- **Extracted text**:
= = = = = = =

You might think that Tomas Soucek is entitled to revel in his glory. After putting in one of his typical outstanding West Ham performances, crucial to the recent results that have propelled the Hammers up the table, putting in a grueling day, running farther than almost anyone on the pitch and making telling contributions in both boxes, you might think that Soucek could take a break, at least for a night.
Soucek, however, would disagree. Once a game is played he is not one to think on to the next one. Instead it is time for post-match analysis, starting with his wife before he sits down for a film session just a few hours after the full time whistle.
"When I come home from a game I can't sleep," Soucek tells CBS Sports. "Many times the clips from the games are running through my head, what I could do better and what I did well. Sometimes, well, many times, I watch the game again.
"It's like practice. Practice one is what I do on the training pitch. And second practice is what I watch on the TV, what I should do better."
Is that the first thing you do when you get back home after a game? "One of the first things... because my wife is waiting for me every time and she wants to talk about the match, how I enjoyed it and tell me what she saw. Then she goes to sleep and then I'll watch the game. I know when my goals are so I don't wake her!"
Such commitment to self-improvement has paid off in emphatic fashion over the past year with Soucek winning himself a permanent move from Slavia Prague to West Ham before establishing himself as one of the Premier League's most impressive all-around contributors. In an era where the English game is supposed to be too dynamic for any one player to make a difference in attack and defense the Czech international is doing it all.
Since he arrived in England on January 29, 2020, only 11 players have won more tackles in Premier League matches than Soucek. There are just 10 individuals with more interceptions to their name. Nobody has won more duels.
Craving even more coverage of the world's game? Listen below and subscribe to ¡Qué Golazo! A Daily CBS Soccer Podcast where we take you beyond the pitch and around the globe for commentary, previews, recaps and more.

= = = = = = =

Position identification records
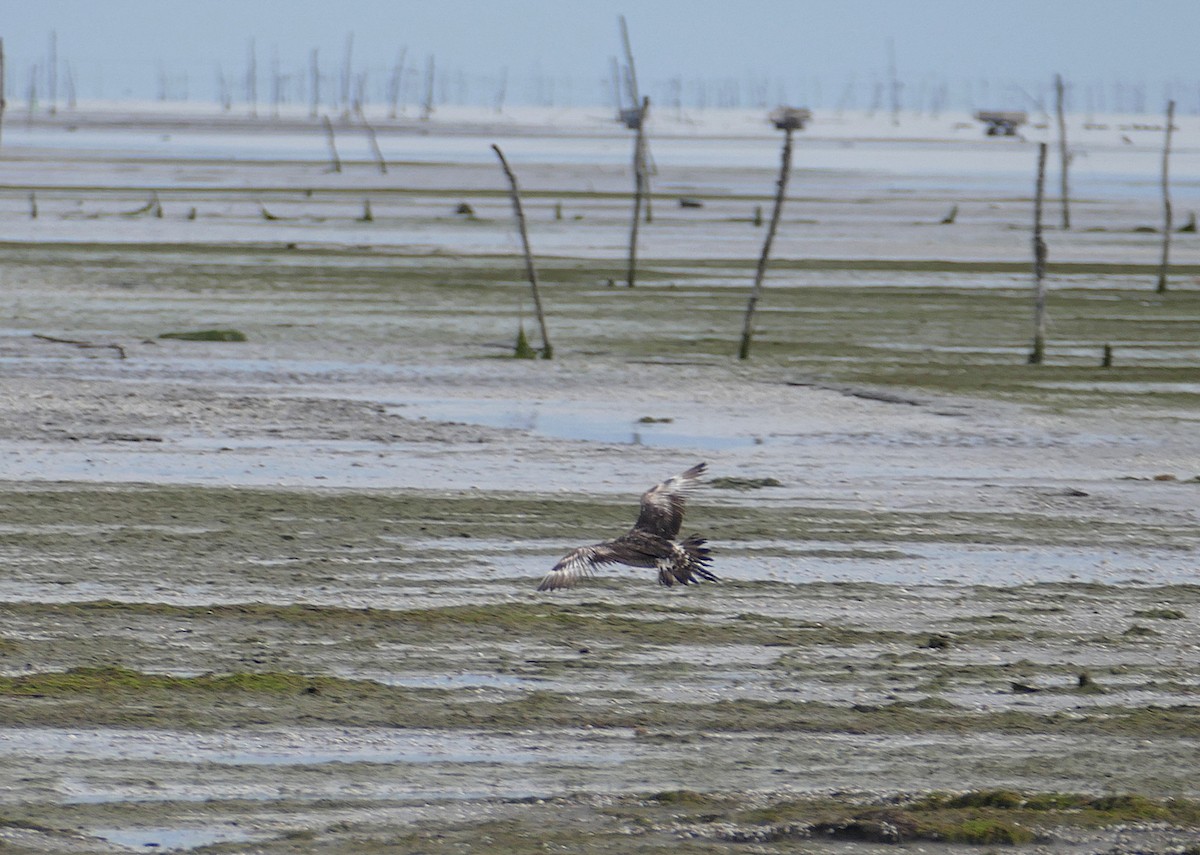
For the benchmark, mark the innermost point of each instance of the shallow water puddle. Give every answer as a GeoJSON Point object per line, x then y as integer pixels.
{"type": "Point", "coordinates": [574, 423]}
{"type": "Point", "coordinates": [169, 838]}
{"type": "Point", "coordinates": [288, 748]}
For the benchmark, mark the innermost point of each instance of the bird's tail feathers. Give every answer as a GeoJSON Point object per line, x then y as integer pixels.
{"type": "Point", "coordinates": [689, 564]}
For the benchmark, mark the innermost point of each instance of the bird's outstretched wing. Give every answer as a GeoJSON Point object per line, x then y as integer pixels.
{"type": "Point", "coordinates": [663, 504]}
{"type": "Point", "coordinates": [579, 563]}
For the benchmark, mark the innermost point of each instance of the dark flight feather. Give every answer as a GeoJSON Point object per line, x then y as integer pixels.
{"type": "Point", "coordinates": [649, 543]}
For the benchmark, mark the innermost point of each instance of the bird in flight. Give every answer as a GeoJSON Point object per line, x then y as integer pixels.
{"type": "Point", "coordinates": [652, 542]}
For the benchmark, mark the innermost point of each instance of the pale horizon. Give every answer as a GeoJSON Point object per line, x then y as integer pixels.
{"type": "Point", "coordinates": [1116, 55]}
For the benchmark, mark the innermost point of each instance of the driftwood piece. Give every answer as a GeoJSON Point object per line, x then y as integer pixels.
{"type": "Point", "coordinates": [785, 169]}
{"type": "Point", "coordinates": [547, 352]}
{"type": "Point", "coordinates": [76, 342]}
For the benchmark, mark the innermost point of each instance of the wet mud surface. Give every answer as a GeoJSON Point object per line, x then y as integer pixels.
{"type": "Point", "coordinates": [279, 596]}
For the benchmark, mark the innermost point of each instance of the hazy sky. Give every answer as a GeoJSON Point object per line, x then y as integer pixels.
{"type": "Point", "coordinates": [819, 52]}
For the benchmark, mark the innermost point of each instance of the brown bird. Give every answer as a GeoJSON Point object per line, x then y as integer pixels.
{"type": "Point", "coordinates": [649, 543]}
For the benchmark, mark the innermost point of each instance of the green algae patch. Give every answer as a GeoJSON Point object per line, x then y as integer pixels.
{"type": "Point", "coordinates": [207, 335]}
{"type": "Point", "coordinates": [978, 817]}
{"type": "Point", "coordinates": [124, 681]}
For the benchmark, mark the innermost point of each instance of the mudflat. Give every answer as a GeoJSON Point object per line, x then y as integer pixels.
{"type": "Point", "coordinates": [275, 592]}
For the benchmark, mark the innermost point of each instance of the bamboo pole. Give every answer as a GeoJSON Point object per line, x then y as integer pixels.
{"type": "Point", "coordinates": [375, 147]}
{"type": "Point", "coordinates": [1063, 154]}
{"type": "Point", "coordinates": [639, 190]}
{"type": "Point", "coordinates": [547, 352]}
{"type": "Point", "coordinates": [1167, 198]}
{"type": "Point", "coordinates": [785, 169]}
{"type": "Point", "coordinates": [313, 83]}
{"type": "Point", "coordinates": [395, 84]}
{"type": "Point", "coordinates": [335, 162]}
{"type": "Point", "coordinates": [427, 103]}
{"type": "Point", "coordinates": [1039, 264]}
{"type": "Point", "coordinates": [3, 102]}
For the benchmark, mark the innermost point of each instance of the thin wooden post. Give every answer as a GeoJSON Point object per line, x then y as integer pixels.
{"type": "Point", "coordinates": [1167, 198]}
{"type": "Point", "coordinates": [785, 169]}
{"type": "Point", "coordinates": [3, 102]}
{"type": "Point", "coordinates": [639, 190]}
{"type": "Point", "coordinates": [252, 81]}
{"type": "Point", "coordinates": [335, 162]}
{"type": "Point", "coordinates": [345, 81]}
{"type": "Point", "coordinates": [547, 352]}
{"type": "Point", "coordinates": [1039, 264]}
{"type": "Point", "coordinates": [395, 84]}
{"type": "Point", "coordinates": [427, 103]}
{"type": "Point", "coordinates": [313, 84]}
{"type": "Point", "coordinates": [1063, 154]}
{"type": "Point", "coordinates": [375, 147]}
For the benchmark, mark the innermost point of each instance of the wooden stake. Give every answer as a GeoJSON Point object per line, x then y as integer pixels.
{"type": "Point", "coordinates": [395, 84]}
{"type": "Point", "coordinates": [313, 84]}
{"type": "Point", "coordinates": [3, 102]}
{"type": "Point", "coordinates": [639, 191]}
{"type": "Point", "coordinates": [427, 106]}
{"type": "Point", "coordinates": [547, 352]}
{"type": "Point", "coordinates": [1063, 154]}
{"type": "Point", "coordinates": [1039, 265]}
{"type": "Point", "coordinates": [375, 147]}
{"type": "Point", "coordinates": [1167, 198]}
{"type": "Point", "coordinates": [785, 169]}
{"type": "Point", "coordinates": [335, 162]}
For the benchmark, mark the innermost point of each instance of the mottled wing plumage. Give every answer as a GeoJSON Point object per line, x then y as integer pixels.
{"type": "Point", "coordinates": [663, 504]}
{"type": "Point", "coordinates": [583, 561]}
{"type": "Point", "coordinates": [649, 543]}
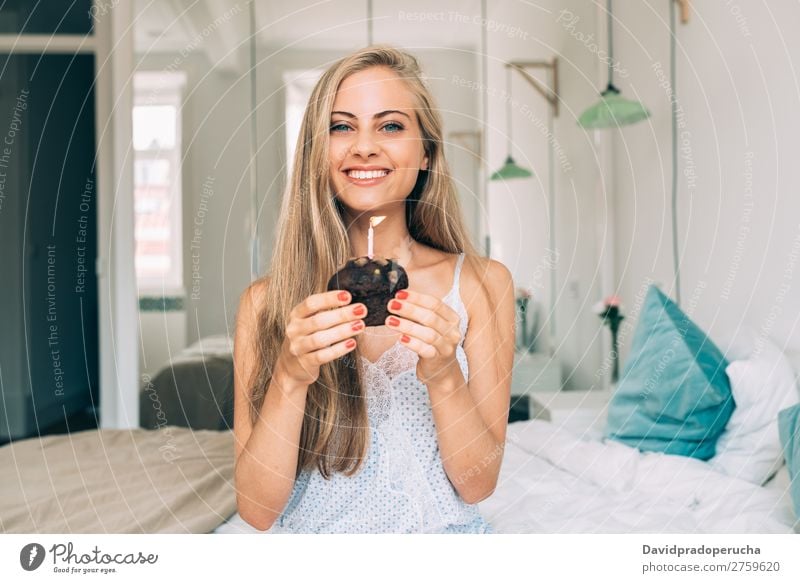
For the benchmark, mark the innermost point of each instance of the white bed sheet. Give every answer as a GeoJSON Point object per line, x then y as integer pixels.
{"type": "Point", "coordinates": [560, 476]}
{"type": "Point", "coordinates": [554, 480]}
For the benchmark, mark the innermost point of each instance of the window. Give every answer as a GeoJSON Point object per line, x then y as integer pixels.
{"type": "Point", "coordinates": [157, 181]}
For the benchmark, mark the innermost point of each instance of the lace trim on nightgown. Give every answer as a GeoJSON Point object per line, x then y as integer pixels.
{"type": "Point", "coordinates": [405, 470]}
{"type": "Point", "coordinates": [398, 359]}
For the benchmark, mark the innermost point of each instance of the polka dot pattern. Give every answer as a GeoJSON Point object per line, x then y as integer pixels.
{"type": "Point", "coordinates": [401, 486]}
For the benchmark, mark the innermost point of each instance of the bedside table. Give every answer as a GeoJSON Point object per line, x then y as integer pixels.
{"type": "Point", "coordinates": [535, 372]}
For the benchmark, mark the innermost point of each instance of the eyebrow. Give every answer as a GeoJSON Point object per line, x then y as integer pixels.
{"type": "Point", "coordinates": [377, 115]}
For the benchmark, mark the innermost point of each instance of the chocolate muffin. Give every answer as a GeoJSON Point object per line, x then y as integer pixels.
{"type": "Point", "coordinates": [372, 282]}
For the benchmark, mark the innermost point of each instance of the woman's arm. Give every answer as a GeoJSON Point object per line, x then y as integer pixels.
{"type": "Point", "coordinates": [471, 418]}
{"type": "Point", "coordinates": [265, 453]}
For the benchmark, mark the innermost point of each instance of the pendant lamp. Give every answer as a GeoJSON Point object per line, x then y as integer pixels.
{"type": "Point", "coordinates": [510, 169]}
{"type": "Point", "coordinates": [612, 110]}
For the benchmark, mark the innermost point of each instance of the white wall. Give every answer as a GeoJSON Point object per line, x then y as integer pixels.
{"type": "Point", "coordinates": [216, 177]}
{"type": "Point", "coordinates": [739, 212]}
{"type": "Point", "coordinates": [519, 209]}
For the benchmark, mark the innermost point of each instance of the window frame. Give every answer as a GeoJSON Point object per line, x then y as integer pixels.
{"type": "Point", "coordinates": [156, 88]}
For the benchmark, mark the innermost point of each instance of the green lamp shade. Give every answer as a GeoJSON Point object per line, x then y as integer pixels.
{"type": "Point", "coordinates": [612, 111]}
{"type": "Point", "coordinates": [510, 170]}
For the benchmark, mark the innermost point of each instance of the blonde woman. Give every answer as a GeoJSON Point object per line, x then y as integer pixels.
{"type": "Point", "coordinates": [393, 428]}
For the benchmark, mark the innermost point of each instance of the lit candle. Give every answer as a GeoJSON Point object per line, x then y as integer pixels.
{"type": "Point", "coordinates": [373, 221]}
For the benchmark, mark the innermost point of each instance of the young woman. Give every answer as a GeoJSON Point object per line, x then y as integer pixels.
{"type": "Point", "coordinates": [393, 428]}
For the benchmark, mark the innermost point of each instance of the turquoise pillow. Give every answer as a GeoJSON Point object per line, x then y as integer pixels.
{"type": "Point", "coordinates": [789, 430]}
{"type": "Point", "coordinates": [673, 396]}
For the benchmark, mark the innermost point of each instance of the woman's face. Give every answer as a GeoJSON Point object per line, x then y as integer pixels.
{"type": "Point", "coordinates": [376, 147]}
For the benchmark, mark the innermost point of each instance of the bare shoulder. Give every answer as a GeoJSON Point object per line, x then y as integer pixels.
{"type": "Point", "coordinates": [484, 272]}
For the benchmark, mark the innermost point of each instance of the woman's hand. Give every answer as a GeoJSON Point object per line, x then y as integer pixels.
{"type": "Point", "coordinates": [430, 328]}
{"type": "Point", "coordinates": [316, 334]}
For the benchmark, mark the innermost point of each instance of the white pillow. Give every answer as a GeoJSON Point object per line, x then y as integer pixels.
{"type": "Point", "coordinates": [762, 384]}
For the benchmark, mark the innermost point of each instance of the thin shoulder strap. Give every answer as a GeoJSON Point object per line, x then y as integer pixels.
{"type": "Point", "coordinates": [457, 276]}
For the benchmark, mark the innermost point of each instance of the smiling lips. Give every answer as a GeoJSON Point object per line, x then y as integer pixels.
{"type": "Point", "coordinates": [366, 177]}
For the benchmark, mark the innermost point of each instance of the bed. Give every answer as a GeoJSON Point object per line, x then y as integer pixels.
{"type": "Point", "coordinates": [558, 475]}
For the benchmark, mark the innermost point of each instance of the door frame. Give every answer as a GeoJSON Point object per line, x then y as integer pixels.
{"type": "Point", "coordinates": [118, 323]}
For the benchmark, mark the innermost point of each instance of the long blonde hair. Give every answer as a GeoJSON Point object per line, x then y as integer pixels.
{"type": "Point", "coordinates": [312, 243]}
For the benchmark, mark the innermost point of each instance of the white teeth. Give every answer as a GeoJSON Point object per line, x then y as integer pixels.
{"type": "Point", "coordinates": [366, 174]}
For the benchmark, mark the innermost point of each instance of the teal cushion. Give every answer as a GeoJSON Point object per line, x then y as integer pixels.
{"type": "Point", "coordinates": [789, 430]}
{"type": "Point", "coordinates": [673, 396]}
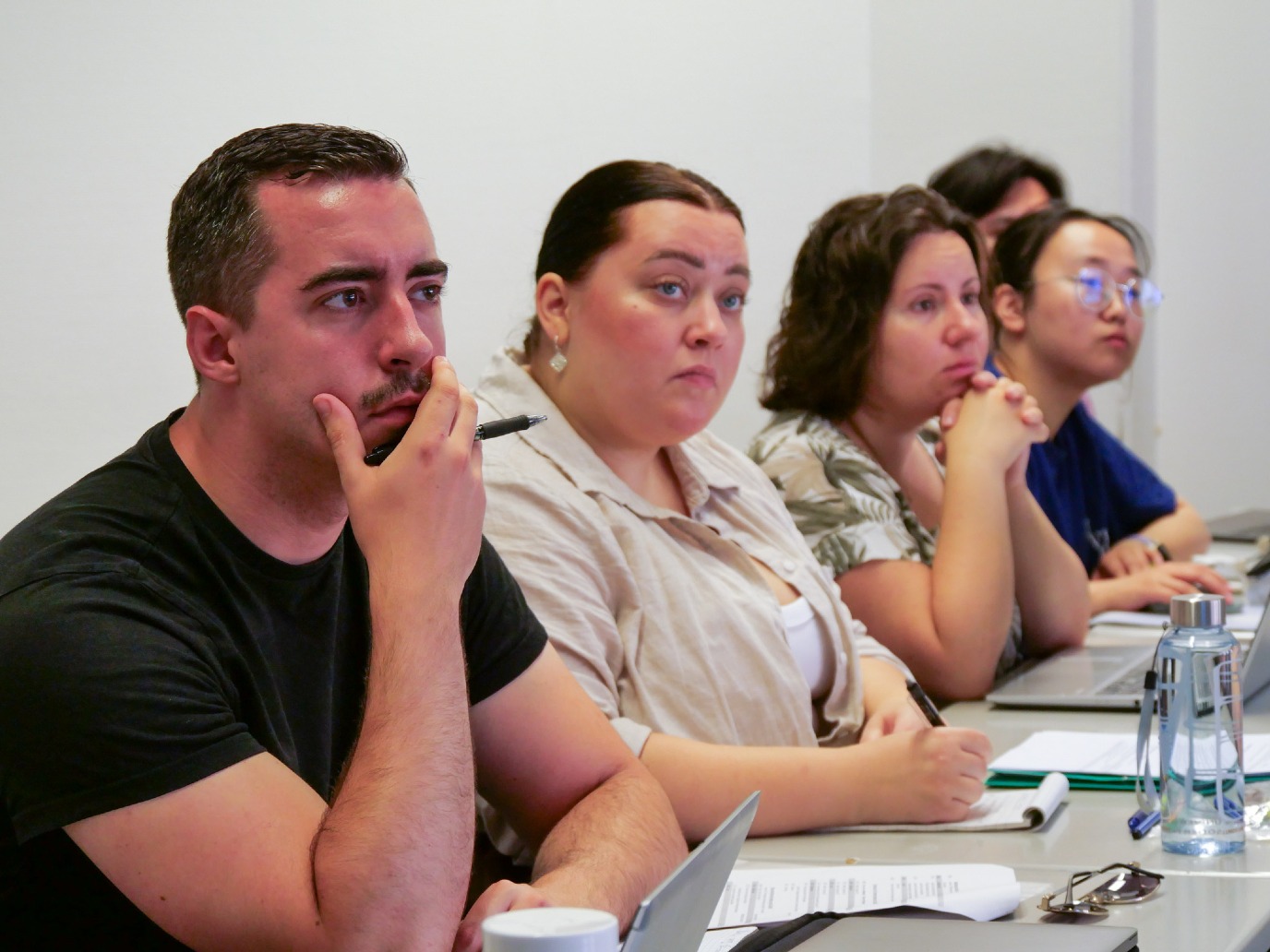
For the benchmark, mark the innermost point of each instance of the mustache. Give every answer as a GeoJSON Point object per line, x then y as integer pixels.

= = = = = = =

- **Problem to solve**:
In the Tomas Soucek article, why does Soucek rewatch a match on TV after playing it? Answer using only the Tomas Soucek article.

- **Problem solution**:
He treats watching the game as a second practice, after the first one on the training pitch, and uses it to see what he should do better. He also says he can't sleep after a game because clips of it keep running through his head.